> SHORT TASK
Rescale the data starting at the line containing "lawn and place a point on every instance?" and ending with the last line of the data. Write those lines out again with the requests included, multiplying each point coordinate by 2.25 and rounding to whole numbers with halves going up.
** Begin DATA TO PROCESS **
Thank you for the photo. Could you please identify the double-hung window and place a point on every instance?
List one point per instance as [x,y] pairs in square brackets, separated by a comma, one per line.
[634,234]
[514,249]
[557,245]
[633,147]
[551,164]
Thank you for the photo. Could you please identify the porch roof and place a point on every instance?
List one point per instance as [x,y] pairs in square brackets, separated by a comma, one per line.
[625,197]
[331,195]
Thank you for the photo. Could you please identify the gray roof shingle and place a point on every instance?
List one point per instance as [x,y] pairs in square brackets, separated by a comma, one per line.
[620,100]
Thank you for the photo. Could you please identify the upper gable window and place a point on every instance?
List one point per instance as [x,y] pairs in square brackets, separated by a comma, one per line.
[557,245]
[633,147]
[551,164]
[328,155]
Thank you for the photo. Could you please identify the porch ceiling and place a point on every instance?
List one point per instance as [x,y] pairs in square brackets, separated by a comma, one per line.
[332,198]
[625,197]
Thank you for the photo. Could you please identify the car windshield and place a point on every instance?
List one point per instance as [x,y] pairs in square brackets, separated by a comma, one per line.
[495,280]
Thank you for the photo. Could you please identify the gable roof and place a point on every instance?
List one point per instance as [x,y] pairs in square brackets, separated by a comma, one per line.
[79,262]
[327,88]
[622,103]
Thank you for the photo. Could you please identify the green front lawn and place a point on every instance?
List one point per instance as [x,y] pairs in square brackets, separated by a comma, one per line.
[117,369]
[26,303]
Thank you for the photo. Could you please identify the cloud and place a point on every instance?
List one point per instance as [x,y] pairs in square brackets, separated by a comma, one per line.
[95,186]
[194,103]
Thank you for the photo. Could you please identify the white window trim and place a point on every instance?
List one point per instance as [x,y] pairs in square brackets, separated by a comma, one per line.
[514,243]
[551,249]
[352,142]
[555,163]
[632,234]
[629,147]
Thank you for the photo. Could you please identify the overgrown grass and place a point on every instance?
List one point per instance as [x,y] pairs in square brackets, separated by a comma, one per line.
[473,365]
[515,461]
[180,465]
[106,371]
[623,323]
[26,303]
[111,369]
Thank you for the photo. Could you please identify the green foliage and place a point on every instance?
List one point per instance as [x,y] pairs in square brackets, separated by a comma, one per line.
** End DATA TO PROCESS **
> ANSWER IN FULL
Thank you for the photo. Could you please identify the green front lawn and place a point on every instance?
List one point per instance as [x,y] pairs in square brackets, separated by a comma, one per line.
[263,830]
[59,682]
Thank you for the photo. Could you please identify the cloud and place a point on every instance?
List one point per instance as [x,y] pairs in square brackets, separated by a comma, one per line.
[214,419]
[437,232]
Thank you for the photo. Could you please identify the white window trim and place a point on every instance?
List one point per instance as [x,y] pairs in square brackets, separated by a comma, one per line.
[1157,547]
[1240,560]
[792,320]
[1249,367]
[1422,527]
[1415,331]
Thank you for the photo. Could you please identify the overgrown grass and place a point on every instance?
List one point per instance as [x,y] pairs in square brackets, separated by a comma, one per line.
[1064,821]
[1159,1037]
[405,1046]
[239,835]
[1402,727]
[59,682]
[250,830]
Thank you for the photo. Could you please identify the green foliage and place a point on every instance?
List one point per instance as [x,y] pairs in square brackets, separated by a comma, one per line.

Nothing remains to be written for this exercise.